» **Enunciado del ejercicio**: Indica cuántas líneas del listado siguiente contienen la cadena "refrigerator", distinguiendo entre mayúsculas y minúsculas. Da únicamente el número.

[Entradas de la colección]

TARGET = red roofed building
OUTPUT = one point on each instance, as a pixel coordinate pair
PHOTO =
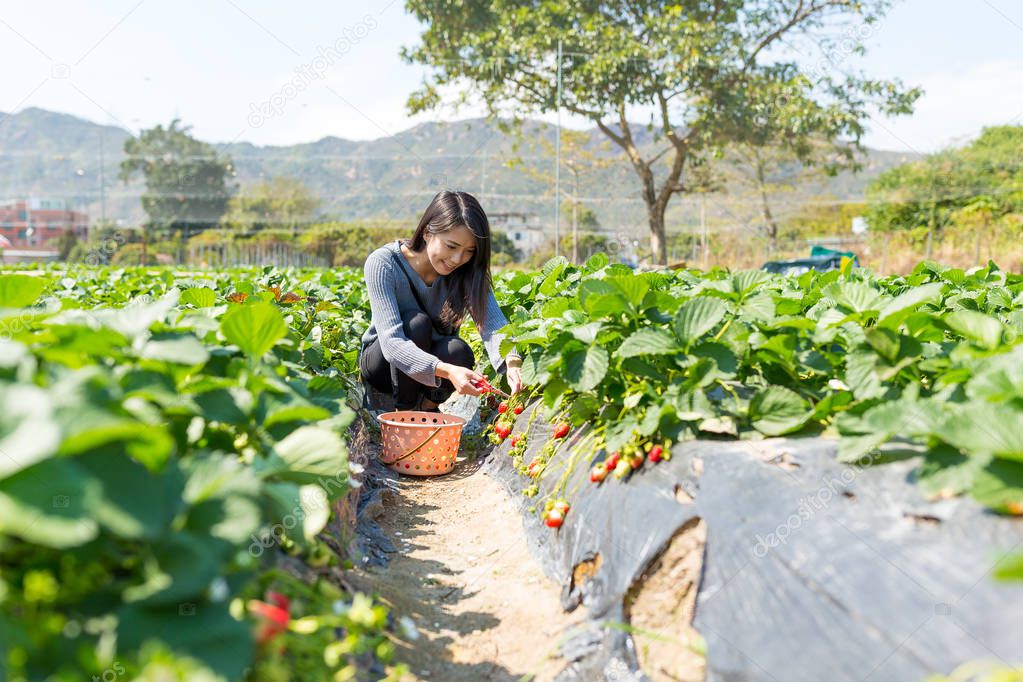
(38, 222)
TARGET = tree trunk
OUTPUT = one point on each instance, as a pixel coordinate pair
(770, 225)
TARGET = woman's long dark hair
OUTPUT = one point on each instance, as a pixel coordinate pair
(470, 283)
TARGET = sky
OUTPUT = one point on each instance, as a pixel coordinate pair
(227, 67)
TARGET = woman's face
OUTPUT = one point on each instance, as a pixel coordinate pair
(449, 251)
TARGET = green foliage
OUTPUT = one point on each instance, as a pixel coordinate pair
(283, 203)
(984, 177)
(933, 357)
(185, 179)
(167, 442)
(709, 71)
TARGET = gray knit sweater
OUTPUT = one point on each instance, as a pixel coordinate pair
(390, 296)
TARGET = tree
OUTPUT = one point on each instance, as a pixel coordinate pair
(186, 186)
(928, 193)
(280, 203)
(579, 157)
(711, 71)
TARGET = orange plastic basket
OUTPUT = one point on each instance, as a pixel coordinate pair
(419, 444)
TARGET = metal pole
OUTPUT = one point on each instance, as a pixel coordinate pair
(558, 166)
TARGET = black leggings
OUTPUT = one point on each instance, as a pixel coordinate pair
(418, 328)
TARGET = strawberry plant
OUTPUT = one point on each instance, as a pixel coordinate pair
(162, 446)
(933, 357)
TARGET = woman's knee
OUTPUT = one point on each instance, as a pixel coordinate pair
(418, 327)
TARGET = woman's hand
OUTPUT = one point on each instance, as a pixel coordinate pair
(460, 377)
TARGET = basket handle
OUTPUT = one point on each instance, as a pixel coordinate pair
(409, 453)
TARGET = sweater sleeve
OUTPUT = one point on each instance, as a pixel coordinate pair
(488, 331)
(398, 350)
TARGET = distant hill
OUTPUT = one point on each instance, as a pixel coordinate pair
(55, 154)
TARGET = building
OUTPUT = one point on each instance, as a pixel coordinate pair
(36, 222)
(522, 229)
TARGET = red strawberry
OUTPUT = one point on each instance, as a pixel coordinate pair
(271, 619)
(553, 518)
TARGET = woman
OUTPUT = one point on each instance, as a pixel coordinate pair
(419, 291)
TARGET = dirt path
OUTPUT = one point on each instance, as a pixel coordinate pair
(483, 607)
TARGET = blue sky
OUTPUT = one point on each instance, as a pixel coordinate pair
(213, 62)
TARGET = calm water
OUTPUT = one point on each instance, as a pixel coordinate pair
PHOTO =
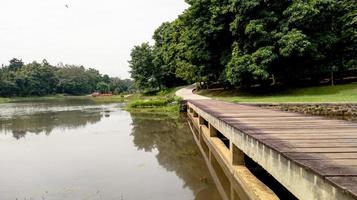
(59, 150)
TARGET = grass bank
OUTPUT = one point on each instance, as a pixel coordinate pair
(346, 93)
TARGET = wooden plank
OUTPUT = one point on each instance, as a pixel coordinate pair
(327, 147)
(323, 168)
(320, 156)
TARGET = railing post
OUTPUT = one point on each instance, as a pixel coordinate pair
(212, 131)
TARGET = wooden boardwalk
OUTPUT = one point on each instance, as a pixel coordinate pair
(324, 147)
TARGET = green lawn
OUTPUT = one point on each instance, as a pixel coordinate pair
(329, 94)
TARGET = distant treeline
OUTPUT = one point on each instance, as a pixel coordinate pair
(250, 42)
(39, 79)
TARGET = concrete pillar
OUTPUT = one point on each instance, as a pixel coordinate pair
(237, 155)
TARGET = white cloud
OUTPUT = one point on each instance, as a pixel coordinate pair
(94, 33)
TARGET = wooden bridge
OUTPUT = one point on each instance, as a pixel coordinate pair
(312, 157)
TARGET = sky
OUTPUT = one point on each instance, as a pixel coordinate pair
(94, 33)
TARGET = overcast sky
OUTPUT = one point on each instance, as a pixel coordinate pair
(93, 33)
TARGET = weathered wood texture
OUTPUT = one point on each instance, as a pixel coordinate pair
(326, 147)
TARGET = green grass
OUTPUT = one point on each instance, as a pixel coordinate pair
(346, 93)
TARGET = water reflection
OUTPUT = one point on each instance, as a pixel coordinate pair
(176, 151)
(69, 151)
(19, 119)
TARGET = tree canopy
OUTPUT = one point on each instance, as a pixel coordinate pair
(250, 42)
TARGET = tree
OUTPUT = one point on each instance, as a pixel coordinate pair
(103, 87)
(143, 70)
(15, 64)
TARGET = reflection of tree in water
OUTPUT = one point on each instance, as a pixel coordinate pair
(38, 123)
(177, 150)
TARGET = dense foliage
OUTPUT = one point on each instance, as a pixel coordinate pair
(38, 79)
(250, 42)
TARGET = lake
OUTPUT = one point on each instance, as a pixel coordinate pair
(77, 149)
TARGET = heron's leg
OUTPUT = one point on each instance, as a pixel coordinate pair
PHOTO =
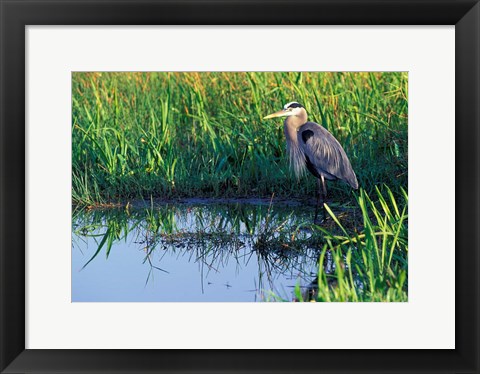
(324, 196)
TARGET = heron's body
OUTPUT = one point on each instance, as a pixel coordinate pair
(312, 147)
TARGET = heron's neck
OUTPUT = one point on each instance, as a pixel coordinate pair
(292, 124)
(296, 156)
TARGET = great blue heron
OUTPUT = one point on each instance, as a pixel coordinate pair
(310, 145)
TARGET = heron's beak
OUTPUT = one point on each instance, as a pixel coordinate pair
(280, 113)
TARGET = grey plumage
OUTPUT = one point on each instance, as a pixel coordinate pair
(312, 147)
(325, 153)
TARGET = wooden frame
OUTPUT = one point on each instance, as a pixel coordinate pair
(15, 15)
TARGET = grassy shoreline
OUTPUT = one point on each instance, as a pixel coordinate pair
(136, 135)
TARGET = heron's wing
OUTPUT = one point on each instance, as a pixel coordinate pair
(325, 153)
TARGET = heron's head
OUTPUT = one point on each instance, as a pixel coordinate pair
(291, 109)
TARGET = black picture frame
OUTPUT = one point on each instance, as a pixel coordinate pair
(15, 15)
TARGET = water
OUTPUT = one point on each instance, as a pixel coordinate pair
(194, 251)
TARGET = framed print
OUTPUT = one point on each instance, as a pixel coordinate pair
(226, 162)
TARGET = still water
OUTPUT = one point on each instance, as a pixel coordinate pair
(194, 251)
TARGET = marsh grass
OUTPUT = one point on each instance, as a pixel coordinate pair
(136, 135)
(164, 136)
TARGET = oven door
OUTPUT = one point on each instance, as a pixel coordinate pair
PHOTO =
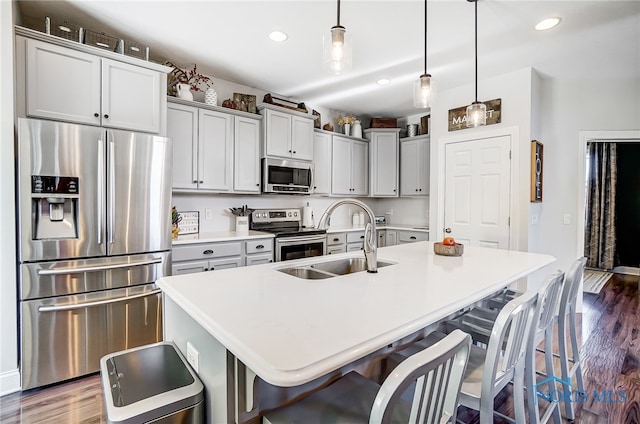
(288, 248)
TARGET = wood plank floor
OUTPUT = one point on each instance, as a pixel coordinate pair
(611, 352)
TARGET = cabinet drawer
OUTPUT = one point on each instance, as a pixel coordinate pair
(338, 238)
(411, 237)
(206, 251)
(258, 246)
(336, 249)
(356, 236)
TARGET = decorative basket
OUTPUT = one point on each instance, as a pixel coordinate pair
(448, 250)
(63, 29)
(102, 41)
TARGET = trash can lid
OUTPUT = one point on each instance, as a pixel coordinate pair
(148, 382)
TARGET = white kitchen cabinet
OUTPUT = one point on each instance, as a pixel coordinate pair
(383, 153)
(246, 159)
(213, 151)
(321, 162)
(287, 134)
(74, 86)
(414, 166)
(350, 166)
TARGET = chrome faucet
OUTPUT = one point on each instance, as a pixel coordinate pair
(370, 239)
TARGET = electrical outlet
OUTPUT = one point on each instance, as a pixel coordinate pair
(193, 357)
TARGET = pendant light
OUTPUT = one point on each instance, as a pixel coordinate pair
(476, 111)
(422, 86)
(337, 49)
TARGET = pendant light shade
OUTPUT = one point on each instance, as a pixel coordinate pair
(337, 52)
(476, 111)
(422, 86)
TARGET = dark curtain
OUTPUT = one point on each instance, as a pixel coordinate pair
(600, 230)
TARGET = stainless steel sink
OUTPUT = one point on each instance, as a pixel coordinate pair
(331, 268)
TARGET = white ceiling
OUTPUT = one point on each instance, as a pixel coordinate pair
(229, 40)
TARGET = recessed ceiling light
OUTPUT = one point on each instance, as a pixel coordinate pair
(278, 36)
(548, 23)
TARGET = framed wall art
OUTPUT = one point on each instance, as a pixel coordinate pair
(536, 171)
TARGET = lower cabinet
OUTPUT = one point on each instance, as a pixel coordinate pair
(200, 257)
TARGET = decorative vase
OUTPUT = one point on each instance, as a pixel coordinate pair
(184, 91)
(357, 129)
(211, 97)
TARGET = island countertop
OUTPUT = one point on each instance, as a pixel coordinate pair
(290, 330)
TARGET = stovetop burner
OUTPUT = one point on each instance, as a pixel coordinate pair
(281, 222)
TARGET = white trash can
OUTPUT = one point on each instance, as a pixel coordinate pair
(151, 383)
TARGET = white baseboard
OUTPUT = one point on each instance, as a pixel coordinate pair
(9, 382)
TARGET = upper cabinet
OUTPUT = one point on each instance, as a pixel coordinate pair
(383, 153)
(350, 166)
(78, 85)
(287, 134)
(322, 162)
(414, 166)
(213, 150)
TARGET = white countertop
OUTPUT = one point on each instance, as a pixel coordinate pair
(290, 330)
(218, 236)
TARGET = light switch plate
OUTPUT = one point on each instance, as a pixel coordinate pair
(190, 223)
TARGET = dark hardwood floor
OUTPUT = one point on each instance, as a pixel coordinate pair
(611, 361)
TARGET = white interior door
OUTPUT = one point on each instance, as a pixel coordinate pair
(477, 191)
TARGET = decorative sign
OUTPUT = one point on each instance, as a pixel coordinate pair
(536, 171)
(458, 116)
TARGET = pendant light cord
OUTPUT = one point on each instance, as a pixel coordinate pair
(425, 36)
(476, 31)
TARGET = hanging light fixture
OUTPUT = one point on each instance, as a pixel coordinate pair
(476, 111)
(337, 49)
(422, 86)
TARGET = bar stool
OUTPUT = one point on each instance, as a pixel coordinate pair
(434, 374)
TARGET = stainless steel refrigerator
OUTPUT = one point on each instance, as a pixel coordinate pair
(94, 235)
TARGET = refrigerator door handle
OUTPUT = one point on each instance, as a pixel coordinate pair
(100, 189)
(77, 270)
(96, 303)
(112, 191)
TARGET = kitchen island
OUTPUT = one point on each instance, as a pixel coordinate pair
(290, 331)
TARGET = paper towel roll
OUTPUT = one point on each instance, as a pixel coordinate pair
(307, 216)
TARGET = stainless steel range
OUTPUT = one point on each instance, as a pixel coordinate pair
(292, 241)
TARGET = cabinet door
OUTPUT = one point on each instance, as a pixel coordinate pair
(130, 97)
(182, 127)
(384, 164)
(341, 166)
(189, 267)
(424, 167)
(322, 163)
(246, 170)
(360, 168)
(215, 147)
(278, 133)
(62, 84)
(302, 138)
(409, 158)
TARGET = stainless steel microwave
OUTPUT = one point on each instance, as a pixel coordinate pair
(286, 176)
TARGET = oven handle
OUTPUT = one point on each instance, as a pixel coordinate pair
(62, 271)
(302, 238)
(97, 302)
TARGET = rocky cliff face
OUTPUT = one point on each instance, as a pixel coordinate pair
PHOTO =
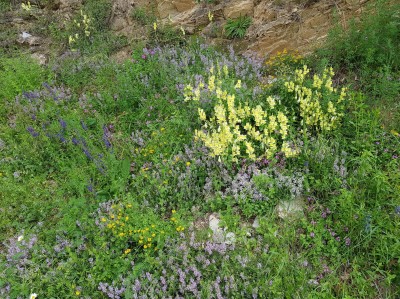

» **Respuesta**: 2